### Problem details
How many lines in the records below contain the word "trunk"? Reply with the number alone.

### Stored records
------------

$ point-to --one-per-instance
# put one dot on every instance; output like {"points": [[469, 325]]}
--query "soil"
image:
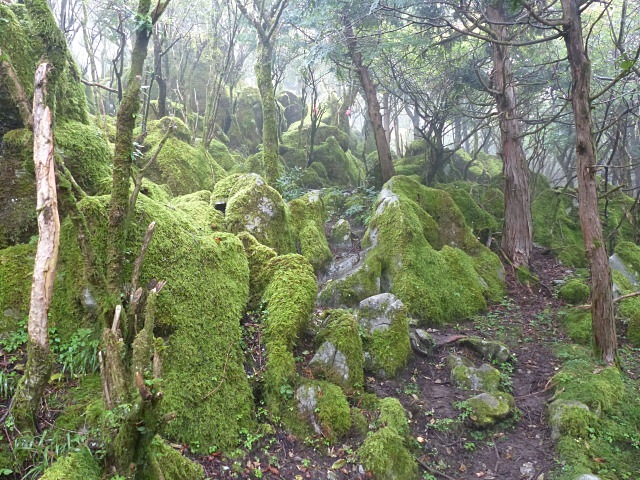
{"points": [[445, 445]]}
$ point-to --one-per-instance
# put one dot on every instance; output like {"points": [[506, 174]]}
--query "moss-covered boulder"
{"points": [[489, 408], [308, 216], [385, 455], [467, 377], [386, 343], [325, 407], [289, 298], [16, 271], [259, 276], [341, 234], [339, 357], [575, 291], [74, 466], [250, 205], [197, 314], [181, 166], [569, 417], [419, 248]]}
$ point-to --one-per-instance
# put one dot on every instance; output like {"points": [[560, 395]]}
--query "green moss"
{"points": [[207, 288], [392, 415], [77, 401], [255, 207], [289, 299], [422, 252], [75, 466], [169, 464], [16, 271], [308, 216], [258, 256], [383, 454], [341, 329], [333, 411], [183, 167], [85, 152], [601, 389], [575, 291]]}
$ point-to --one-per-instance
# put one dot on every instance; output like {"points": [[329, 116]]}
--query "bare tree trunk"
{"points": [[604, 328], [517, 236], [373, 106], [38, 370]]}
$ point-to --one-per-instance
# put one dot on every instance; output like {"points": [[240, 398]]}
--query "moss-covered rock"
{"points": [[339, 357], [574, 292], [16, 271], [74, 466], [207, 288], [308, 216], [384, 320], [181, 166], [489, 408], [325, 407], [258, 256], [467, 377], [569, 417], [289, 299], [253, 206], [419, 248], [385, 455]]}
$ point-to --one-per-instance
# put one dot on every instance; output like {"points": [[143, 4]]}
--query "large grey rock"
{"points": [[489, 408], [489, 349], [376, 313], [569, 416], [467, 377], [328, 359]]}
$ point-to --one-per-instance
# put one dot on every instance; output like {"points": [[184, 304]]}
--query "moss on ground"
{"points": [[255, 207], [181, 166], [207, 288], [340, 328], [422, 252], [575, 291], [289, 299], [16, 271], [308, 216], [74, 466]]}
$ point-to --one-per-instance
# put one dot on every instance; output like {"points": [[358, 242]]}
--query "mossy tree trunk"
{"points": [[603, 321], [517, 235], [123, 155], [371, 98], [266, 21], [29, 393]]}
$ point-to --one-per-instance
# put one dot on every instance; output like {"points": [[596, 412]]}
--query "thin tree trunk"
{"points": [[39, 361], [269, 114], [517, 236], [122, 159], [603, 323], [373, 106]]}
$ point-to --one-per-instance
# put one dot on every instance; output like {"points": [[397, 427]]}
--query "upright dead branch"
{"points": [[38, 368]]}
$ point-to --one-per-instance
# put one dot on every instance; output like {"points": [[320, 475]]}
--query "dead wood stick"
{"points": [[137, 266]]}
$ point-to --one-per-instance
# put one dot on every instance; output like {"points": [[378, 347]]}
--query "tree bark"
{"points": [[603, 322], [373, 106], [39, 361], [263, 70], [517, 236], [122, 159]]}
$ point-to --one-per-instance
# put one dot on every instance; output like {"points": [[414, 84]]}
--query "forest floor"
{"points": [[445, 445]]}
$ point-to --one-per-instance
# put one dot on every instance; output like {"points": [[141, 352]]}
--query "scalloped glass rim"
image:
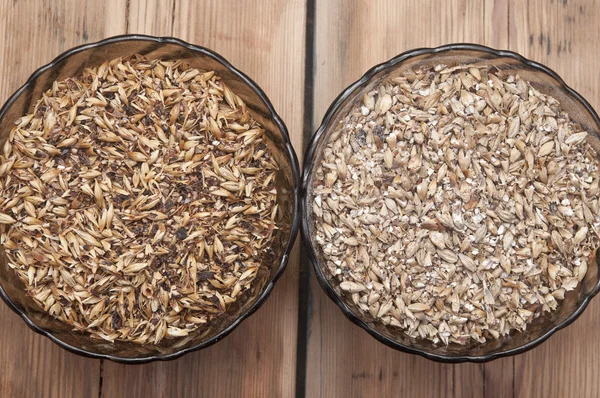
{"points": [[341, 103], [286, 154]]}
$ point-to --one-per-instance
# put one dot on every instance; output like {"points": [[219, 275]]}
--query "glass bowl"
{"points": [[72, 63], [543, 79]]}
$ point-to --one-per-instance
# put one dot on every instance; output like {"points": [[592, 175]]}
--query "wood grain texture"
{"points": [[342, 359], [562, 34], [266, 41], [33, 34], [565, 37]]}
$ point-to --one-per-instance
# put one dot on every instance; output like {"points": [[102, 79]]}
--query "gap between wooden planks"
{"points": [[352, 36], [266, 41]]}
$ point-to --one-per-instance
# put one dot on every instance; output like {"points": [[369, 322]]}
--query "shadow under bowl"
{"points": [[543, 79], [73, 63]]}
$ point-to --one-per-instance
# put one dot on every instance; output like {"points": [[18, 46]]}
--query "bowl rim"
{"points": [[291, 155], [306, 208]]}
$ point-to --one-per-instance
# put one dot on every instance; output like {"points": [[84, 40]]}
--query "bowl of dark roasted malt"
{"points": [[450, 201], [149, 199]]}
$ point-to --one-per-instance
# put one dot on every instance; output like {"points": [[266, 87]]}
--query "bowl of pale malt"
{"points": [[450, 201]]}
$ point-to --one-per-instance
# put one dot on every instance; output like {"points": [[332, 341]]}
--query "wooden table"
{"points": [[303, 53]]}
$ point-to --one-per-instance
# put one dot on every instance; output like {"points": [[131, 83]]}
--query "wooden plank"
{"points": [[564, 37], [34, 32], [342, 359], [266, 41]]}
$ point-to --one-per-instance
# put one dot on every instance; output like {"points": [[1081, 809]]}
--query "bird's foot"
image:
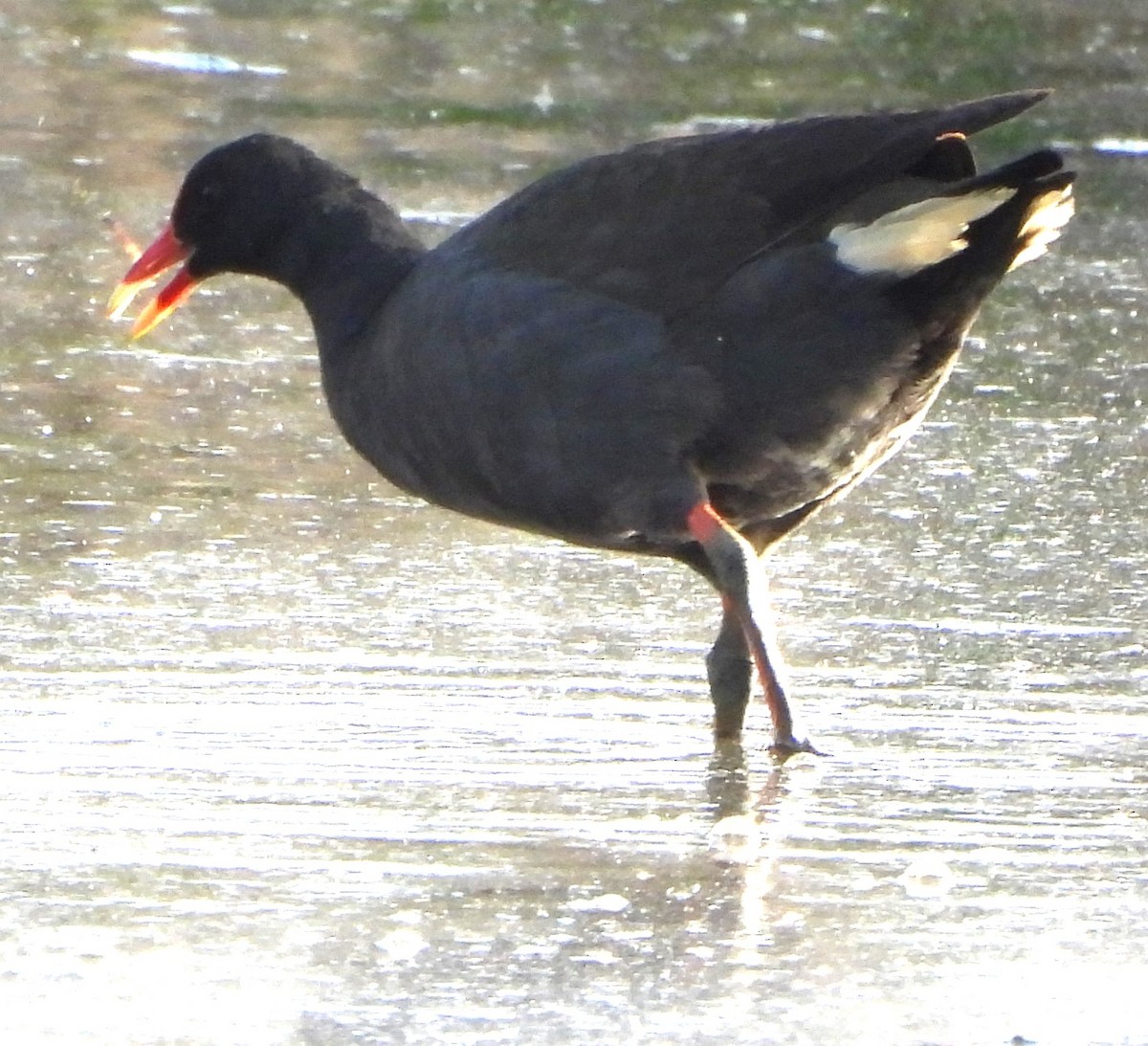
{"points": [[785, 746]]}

------------

### Exercise solution
3